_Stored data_
=======

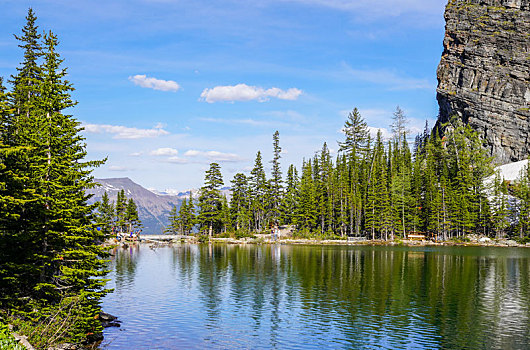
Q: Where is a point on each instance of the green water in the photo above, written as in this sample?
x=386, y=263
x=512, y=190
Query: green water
x=314, y=297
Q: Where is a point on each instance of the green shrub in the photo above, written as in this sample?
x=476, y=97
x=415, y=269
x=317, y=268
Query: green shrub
x=7, y=341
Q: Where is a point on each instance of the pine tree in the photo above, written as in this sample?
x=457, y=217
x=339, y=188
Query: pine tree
x=355, y=146
x=120, y=207
x=51, y=226
x=291, y=198
x=174, y=226
x=240, y=203
x=276, y=186
x=189, y=219
x=522, y=193
x=210, y=199
x=499, y=206
x=307, y=214
x=224, y=215
x=106, y=214
x=131, y=216
x=258, y=189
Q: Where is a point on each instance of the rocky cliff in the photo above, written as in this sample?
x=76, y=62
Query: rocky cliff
x=484, y=72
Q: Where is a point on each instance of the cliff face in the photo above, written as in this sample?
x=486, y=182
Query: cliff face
x=484, y=72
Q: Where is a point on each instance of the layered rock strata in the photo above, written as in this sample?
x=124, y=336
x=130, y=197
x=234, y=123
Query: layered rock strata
x=484, y=73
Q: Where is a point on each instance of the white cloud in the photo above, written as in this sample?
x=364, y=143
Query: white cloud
x=244, y=92
x=118, y=168
x=385, y=133
x=246, y=121
x=124, y=132
x=214, y=155
x=164, y=151
x=388, y=78
x=153, y=83
x=371, y=9
x=178, y=160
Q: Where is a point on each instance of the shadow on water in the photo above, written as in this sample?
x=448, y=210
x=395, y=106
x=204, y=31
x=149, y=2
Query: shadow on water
x=279, y=296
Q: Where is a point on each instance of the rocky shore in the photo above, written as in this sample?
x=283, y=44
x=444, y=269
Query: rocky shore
x=470, y=240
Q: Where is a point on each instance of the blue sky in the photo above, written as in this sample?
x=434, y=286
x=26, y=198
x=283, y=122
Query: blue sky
x=167, y=86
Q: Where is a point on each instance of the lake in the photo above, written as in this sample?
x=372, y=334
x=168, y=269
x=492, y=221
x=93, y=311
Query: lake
x=312, y=297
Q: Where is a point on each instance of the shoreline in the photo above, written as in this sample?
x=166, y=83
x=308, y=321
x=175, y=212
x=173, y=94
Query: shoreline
x=265, y=239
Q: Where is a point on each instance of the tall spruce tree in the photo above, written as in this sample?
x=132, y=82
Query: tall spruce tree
x=210, y=199
x=258, y=188
x=276, y=186
x=51, y=227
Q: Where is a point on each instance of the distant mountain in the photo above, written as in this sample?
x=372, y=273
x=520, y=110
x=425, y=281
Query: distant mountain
x=153, y=209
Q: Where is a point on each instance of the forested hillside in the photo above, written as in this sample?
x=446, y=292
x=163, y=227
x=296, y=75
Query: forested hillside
x=374, y=188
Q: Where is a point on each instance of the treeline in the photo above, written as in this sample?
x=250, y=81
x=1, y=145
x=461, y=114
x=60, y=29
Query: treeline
x=51, y=262
x=442, y=187
x=120, y=216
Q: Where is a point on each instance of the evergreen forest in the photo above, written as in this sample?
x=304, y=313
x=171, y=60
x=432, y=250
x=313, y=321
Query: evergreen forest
x=443, y=187
x=52, y=263
x=118, y=217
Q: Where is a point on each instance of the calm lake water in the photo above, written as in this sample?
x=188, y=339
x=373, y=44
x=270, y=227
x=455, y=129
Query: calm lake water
x=314, y=297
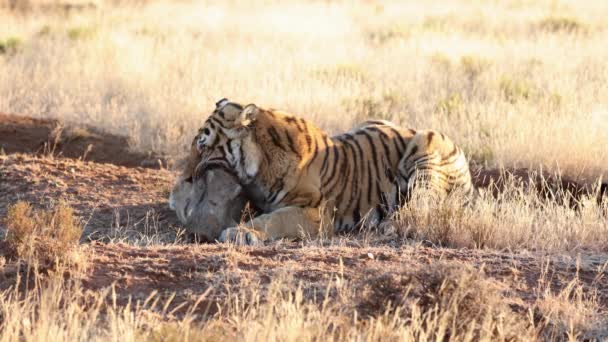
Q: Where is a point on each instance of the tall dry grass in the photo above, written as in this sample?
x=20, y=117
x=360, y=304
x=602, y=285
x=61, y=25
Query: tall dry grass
x=439, y=302
x=515, y=82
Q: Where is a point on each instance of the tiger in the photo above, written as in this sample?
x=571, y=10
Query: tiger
x=307, y=182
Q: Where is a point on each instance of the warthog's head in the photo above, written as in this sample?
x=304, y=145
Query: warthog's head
x=207, y=199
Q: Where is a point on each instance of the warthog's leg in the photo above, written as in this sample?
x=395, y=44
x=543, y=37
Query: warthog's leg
x=289, y=222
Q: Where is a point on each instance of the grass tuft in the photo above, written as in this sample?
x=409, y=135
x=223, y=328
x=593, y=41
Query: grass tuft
x=562, y=24
x=42, y=236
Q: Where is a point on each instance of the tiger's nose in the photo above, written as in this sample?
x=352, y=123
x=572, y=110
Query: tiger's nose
x=200, y=144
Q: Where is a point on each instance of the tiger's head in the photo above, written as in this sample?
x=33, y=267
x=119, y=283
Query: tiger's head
x=229, y=120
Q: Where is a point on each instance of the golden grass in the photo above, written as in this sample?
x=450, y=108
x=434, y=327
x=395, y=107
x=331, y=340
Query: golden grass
x=438, y=302
x=45, y=237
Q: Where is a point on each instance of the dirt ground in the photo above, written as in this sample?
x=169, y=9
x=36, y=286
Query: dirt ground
x=122, y=195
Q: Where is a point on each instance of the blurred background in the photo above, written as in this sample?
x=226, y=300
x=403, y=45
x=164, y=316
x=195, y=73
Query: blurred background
x=516, y=82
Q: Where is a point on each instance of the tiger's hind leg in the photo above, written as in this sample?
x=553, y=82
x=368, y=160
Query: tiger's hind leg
x=289, y=222
x=431, y=168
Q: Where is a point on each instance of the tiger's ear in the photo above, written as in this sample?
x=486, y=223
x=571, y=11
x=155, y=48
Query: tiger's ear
x=221, y=102
x=249, y=114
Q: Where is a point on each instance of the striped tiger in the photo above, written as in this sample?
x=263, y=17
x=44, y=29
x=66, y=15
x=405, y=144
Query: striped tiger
x=306, y=181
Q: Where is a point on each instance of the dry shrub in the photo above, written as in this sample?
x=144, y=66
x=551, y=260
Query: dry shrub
x=572, y=313
x=43, y=236
x=459, y=303
x=562, y=24
x=518, y=217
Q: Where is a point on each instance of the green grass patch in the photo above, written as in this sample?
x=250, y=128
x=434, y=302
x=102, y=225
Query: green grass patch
x=10, y=45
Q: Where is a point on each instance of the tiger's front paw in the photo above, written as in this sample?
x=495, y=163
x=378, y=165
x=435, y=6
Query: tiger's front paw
x=242, y=236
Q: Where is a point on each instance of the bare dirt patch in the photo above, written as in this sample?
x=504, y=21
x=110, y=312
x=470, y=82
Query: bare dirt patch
x=20, y=134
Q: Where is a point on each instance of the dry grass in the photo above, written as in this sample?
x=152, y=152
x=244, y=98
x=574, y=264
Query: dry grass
x=44, y=237
x=514, y=82
x=438, y=302
x=519, y=218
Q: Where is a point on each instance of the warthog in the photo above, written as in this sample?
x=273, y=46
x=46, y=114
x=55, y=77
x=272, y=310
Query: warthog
x=208, y=203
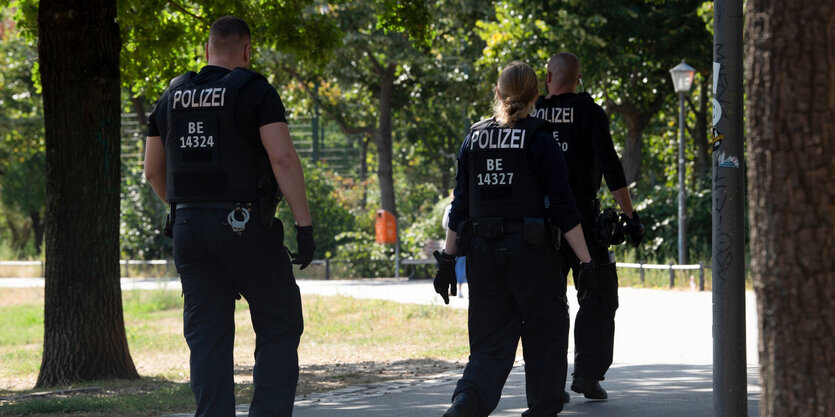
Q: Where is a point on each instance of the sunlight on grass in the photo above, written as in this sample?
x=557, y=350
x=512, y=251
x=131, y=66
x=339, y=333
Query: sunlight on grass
x=338, y=330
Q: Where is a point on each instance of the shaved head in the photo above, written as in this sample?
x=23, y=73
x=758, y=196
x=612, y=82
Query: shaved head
x=229, y=35
x=564, y=69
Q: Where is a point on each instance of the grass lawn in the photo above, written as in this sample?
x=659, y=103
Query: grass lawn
x=346, y=341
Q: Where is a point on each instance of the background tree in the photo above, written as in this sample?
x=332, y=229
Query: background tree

=======

_PROBLEM STATEMENT_
Reproduce every line of the records above word for word, omitting the pictures.

_SOLUTION FOR THIS PROBLEM_
Q: Where is a point on each instance of the green water in the photo above, written as in this sample?
x=386, y=263
x=512, y=190
Query: green water
x=314, y=297
Q: Where is a point on each instance of the green shrub in the photo above, written as in this sample?
x=476, y=97
x=415, y=269
x=317, y=268
Query: green shrub
x=7, y=341
Q: Where is a point on each instance of the pine tree in the photo above, written as in this sample?
x=457, y=217
x=339, y=188
Query: pine tree
x=355, y=146
x=120, y=207
x=51, y=226
x=291, y=198
x=174, y=226
x=240, y=203
x=276, y=186
x=189, y=219
x=522, y=193
x=210, y=199
x=499, y=206
x=307, y=214
x=224, y=215
x=106, y=214
x=131, y=216
x=258, y=189
Q: Where is a point on each instance of the rocky cliff in the photo above, written as in this sample?
x=76, y=62
Query: rocky cliff
x=484, y=72
Q: Where is a point on each instance of the cliff face in the photo above, written as in this sample?
x=486, y=182
Query: cliff face
x=484, y=72
Q: Where is a point on each instance of the layered rock strata in the photo above, written as in this sample?
x=124, y=336
x=130, y=197
x=234, y=123
Query: layered rock strata
x=484, y=73
Q: Where is a point on each instance of the white cloud in the photo above, written as in this sample?
x=364, y=143
Query: white cloud
x=244, y=92
x=118, y=168
x=385, y=133
x=246, y=121
x=124, y=132
x=214, y=155
x=164, y=151
x=388, y=78
x=153, y=83
x=371, y=9
x=178, y=160
Q: Where is a point on each instance of the shadow on water in the photo above, written as in this sample?
x=448, y=210
x=395, y=106
x=204, y=31
x=149, y=2
Query: shadow on water
x=279, y=296
Q: Where is a point on each instance of the rocky shore in the photo above, written as in this sample?
x=283, y=44
x=444, y=269
Query: rocky shore
x=470, y=240
Q: Where is a point on each instance of the blue sky in the photo above, written as in this sample?
x=434, y=286
x=26, y=198
x=283, y=122
Query: blue sky
x=167, y=86
Q: Where is a point on each instance of the lake in the photo above, written as in this sample?
x=372, y=334
x=168, y=269
x=492, y=221
x=93, y=311
Query: lake
x=312, y=297
Q: Where is a point on each instance of the shoreline in the photo above, written as in this sample?
x=166, y=83
x=308, y=321
x=175, y=212
x=173, y=94
Query: shoreline
x=265, y=239
Q: Where is a point on each instance of the tall spruce tree in the photo above, written as in this sample?
x=132, y=82
Query: tall spruce tree
x=210, y=199
x=258, y=188
x=276, y=186
x=51, y=227
Q: Where is a point on each instance of the distant mountain in the photo above, written as in this sample?
x=372, y=273
x=520, y=110
x=425, y=281
Query: distant mountain
x=153, y=209
Q: Where is a point on each instance of the forested hillside in the photo above, written as in this sample?
x=446, y=292
x=163, y=227
x=296, y=75
Query: forested hillside
x=374, y=188
Q: Where is a point on each instance of the treeline in the photo above, written as in this sample?
x=250, y=81
x=1, y=145
x=461, y=114
x=60, y=29
Query: treeline
x=51, y=262
x=442, y=187
x=120, y=216
Q: Where is a point on each instance of the evergreen forest in the photo above, written as in this sample?
x=304, y=313
x=171, y=60
x=432, y=250
x=313, y=321
Query: evergreen forest
x=443, y=187
x=52, y=263
x=118, y=217
Q: Where is a point on each instance of the calm lake water in the photo above, written as in this sample?
x=188, y=339
x=373, y=44
x=270, y=227
x=455, y=129
Query: calm lake water
x=314, y=297
Q: Where is a point on each instance of the tall dry grass in the photo above, written as in this sample?
x=20, y=117
x=360, y=304
x=602, y=285
x=61, y=25
Query: tall dry grass
x=439, y=302
x=515, y=82
Q: Where is a point on each instance of the tiger in the photo above, written as in this sample?
x=571, y=10
Query: tiger
x=307, y=182
Q: Where is a point on each instance of the warthog's head in the photo above, written as in this sample?
x=304, y=145
Query: warthog's head
x=207, y=199
Q: Where is a point on each instance of the warthog's leg in the photo above, written as in this sample?
x=395, y=44
x=543, y=37
Query: warthog's leg
x=289, y=222
Q: Where is a point on each instance of the grass tuft in the photo above, written as in this sample?
x=409, y=135
x=223, y=328
x=593, y=41
Query: grass tuft
x=562, y=24
x=42, y=236
Q: Where is a point on each instance of the tiger's nose in the photo above, written as in this sample?
x=352, y=123
x=572, y=110
Query: tiger's nose
x=200, y=144
Q: Where is a point on each instance of the tiger's head in the photo above, written as in this sample?
x=33, y=267
x=119, y=283
Query: tiger's head
x=229, y=120
Q: Where is a point on each instance of the golden grass in the photo above, written as in this sample?
x=450, y=108
x=434, y=327
x=395, y=107
x=331, y=340
Query: golden grass
x=438, y=302
x=45, y=237
Q: Where is a point on each instance of the dirt ground in the photo above, written as in this sample?
x=169, y=9
x=36, y=286
Query: dirt ground
x=122, y=195
Q: Where is a point on each instance of the blurred background in the photo above, written as in this sample?
x=226, y=300
x=403, y=45
x=164, y=316
x=195, y=73
Query: blurred background
x=516, y=82
Q: Where is a point on each instance of the tiger's hind leg in the photo above, written as in this sample?
x=553, y=82
x=368, y=160
Query: tiger's hind leg
x=289, y=222
x=431, y=168
Q: Where is a point on each instance of the tiger's ear in the photo above, written as in this sample?
x=486, y=223
x=571, y=11
x=155, y=48
Query: tiger's ear
x=221, y=102
x=249, y=114
Q: Where is a point on each instance of the striped tiger in the photo above, written as in this sample?
x=263, y=17
x=44, y=29
x=66, y=15
x=405, y=144
Query: striped tiger
x=306, y=181
Q: Where is a point on each instance of the dry shrub in the photo above, written as in this sample?
x=144, y=66
x=551, y=260
Query: dry shrub
x=572, y=313
x=43, y=236
x=459, y=303
x=562, y=24
x=518, y=217
Q: Where is a point on each instance of the green grass patch in the photo above, written as in this sample?
x=250, y=128
x=434, y=302
x=102, y=225
Query: green grass patch
x=10, y=45
Q: Where is a point on each instance of the tiger's front paw in the photo above, written as in this sample?
x=495, y=163
x=378, y=165
x=435, y=6
Query: tiger's front paw
x=242, y=236
Q: Where is a point on each instance of the bare dirt patch in the photo above, written as in this sample?
x=504, y=21
x=110, y=312
x=470, y=82
Query: bare dirt patch
x=20, y=134
Q: Where is a point on each instance of the dry grass in the photo above, written as in this sample?
x=152, y=152
x=244, y=98
x=574, y=264
Query: dry grass
x=44, y=237
x=514, y=82
x=438, y=302
x=519, y=218
Q: Where is a point on each instance of the warthog in the photo above, written as in this sample?
x=273, y=46
x=46, y=114
x=55, y=77
x=272, y=310
Query: warthog
x=208, y=203
Q: Where is a point on each instance of the sunlight on grass in the photo above, written as in this sample?
x=557, y=350
x=512, y=251
x=131, y=66
x=339, y=333
Query: sunlight on grass
x=338, y=330
Q: Where is a point on each instance of the shaved head in the photo above, written as in this sample?
x=23, y=73
x=758, y=196
x=612, y=82
Query: shaved head
x=229, y=35
x=564, y=69
Q: Where is a point on each instance of the grass lawn in the photo above, written as in this sample?
x=659, y=103
Query: grass lawn
x=346, y=341
Q: Where is a point on each instance of the background tree in the photo above, written as in this sample?
x=332, y=229
Query: background tree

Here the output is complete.